** start **
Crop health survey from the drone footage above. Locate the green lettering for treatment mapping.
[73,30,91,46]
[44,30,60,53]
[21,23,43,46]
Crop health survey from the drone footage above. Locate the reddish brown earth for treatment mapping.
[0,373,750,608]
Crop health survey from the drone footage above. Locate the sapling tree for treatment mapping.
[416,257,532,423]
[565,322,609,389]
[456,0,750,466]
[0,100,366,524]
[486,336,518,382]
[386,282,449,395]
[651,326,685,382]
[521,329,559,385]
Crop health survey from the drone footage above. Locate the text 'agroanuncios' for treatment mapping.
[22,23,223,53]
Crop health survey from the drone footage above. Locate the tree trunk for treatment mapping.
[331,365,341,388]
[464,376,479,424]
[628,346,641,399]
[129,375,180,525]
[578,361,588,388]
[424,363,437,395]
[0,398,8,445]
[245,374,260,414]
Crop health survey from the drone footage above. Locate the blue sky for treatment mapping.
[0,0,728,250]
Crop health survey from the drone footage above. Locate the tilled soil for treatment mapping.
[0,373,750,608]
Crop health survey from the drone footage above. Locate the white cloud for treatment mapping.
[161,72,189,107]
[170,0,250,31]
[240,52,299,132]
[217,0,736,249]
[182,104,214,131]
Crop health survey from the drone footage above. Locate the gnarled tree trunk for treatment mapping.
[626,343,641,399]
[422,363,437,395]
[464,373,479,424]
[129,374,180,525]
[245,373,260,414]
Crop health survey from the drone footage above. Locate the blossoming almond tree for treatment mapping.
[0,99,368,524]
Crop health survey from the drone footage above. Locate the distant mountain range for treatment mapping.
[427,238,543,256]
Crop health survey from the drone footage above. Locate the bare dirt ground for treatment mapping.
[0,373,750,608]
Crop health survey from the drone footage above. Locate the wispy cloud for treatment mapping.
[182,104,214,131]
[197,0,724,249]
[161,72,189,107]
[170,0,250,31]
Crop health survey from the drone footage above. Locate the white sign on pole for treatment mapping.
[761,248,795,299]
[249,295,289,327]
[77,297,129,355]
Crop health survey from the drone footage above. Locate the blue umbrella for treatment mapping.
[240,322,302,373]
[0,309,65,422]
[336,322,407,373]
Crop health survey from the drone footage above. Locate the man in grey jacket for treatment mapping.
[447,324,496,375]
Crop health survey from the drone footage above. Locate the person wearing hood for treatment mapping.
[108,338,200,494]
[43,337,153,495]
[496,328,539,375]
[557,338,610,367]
** end **
§ **Exercise task**
Copy every entry above word for word, in the same order.

§ **Task response**
Crop health survey from the drone footage above. Locate the green lettering for treatment mapping.
[73,30,91,46]
[44,30,60,53]
[21,23,43,46]
Crop health survey from the drone footage above. Locate the reddish brown earth for treatment mapping.
[0,373,750,608]
Crop health survey from the drone footage above. Locate the sapling tree for treatment mapping.
[416,257,532,423]
[565,322,609,389]
[456,0,750,466]
[0,100,366,524]
[486,336,518,382]
[386,282,449,395]
[651,326,685,382]
[521,329,559,385]
Crop health survey from the drone footage above. Locate the text 'agroanuncios' for treatment mapping.
[22,23,223,53]
Crop health survey from the drone footage above. Locate the tree trunk for treatment mapping.
[331,365,341,388]
[464,376,479,424]
[628,346,641,399]
[129,375,180,525]
[578,361,588,388]
[424,363,437,395]
[0,398,8,445]
[245,374,260,414]
Crop health survey from the drone footage above. Locate the blue sky for treatment mapping.
[0,0,728,250]
Crop health survey from the drone footage above. Locate the tilled soil for treatment mapping.
[0,373,750,608]
Crop health survey from the drone footage above. Locate the white cloud for treatment mapping.
[161,72,189,107]
[170,0,250,31]
[240,52,299,132]
[217,0,736,249]
[182,104,214,131]
Crop health survey from the drone footage above. Locate the gnarled tree trunk for treatment mapping.
[626,343,641,399]
[422,363,437,395]
[464,373,479,424]
[129,374,180,525]
[245,373,260,414]
Crop health survey from the drone footage above. Locate the blossoming almond tree for treatment mapping.
[0,99,368,524]
Crop health survey from the drone footage above. Locate the distant mountain range for treatment mapping.
[427,238,543,256]
Crop health survey from the drone footage above. Locate the bare dirt ground for treatment mapping.
[0,373,750,608]
Crop health survey from the drone footage above. Locate the wispy cloud for treatment mapping.
[182,104,214,131]
[197,0,724,249]
[161,72,189,107]
[170,0,250,31]
Crop health survey from the drone footage above. Locate the white sign on pole for treatment mapping.
[761,248,795,299]
[249,295,289,327]
[77,297,129,355]
Crop health survey from the drone footage above. Locate the blue umbrella for treatment mapping.
[240,322,302,373]
[0,309,65,422]
[336,322,407,373]
Crop health survey from the drone footage above. Locate the man in grey jacket for treatment mapping.
[447,324,496,375]
Crop health survey from the drone footage above. Locate the person wearing hood for treatment mapping.
[108,338,200,494]
[43,337,153,495]
[496,328,539,375]
[557,338,610,367]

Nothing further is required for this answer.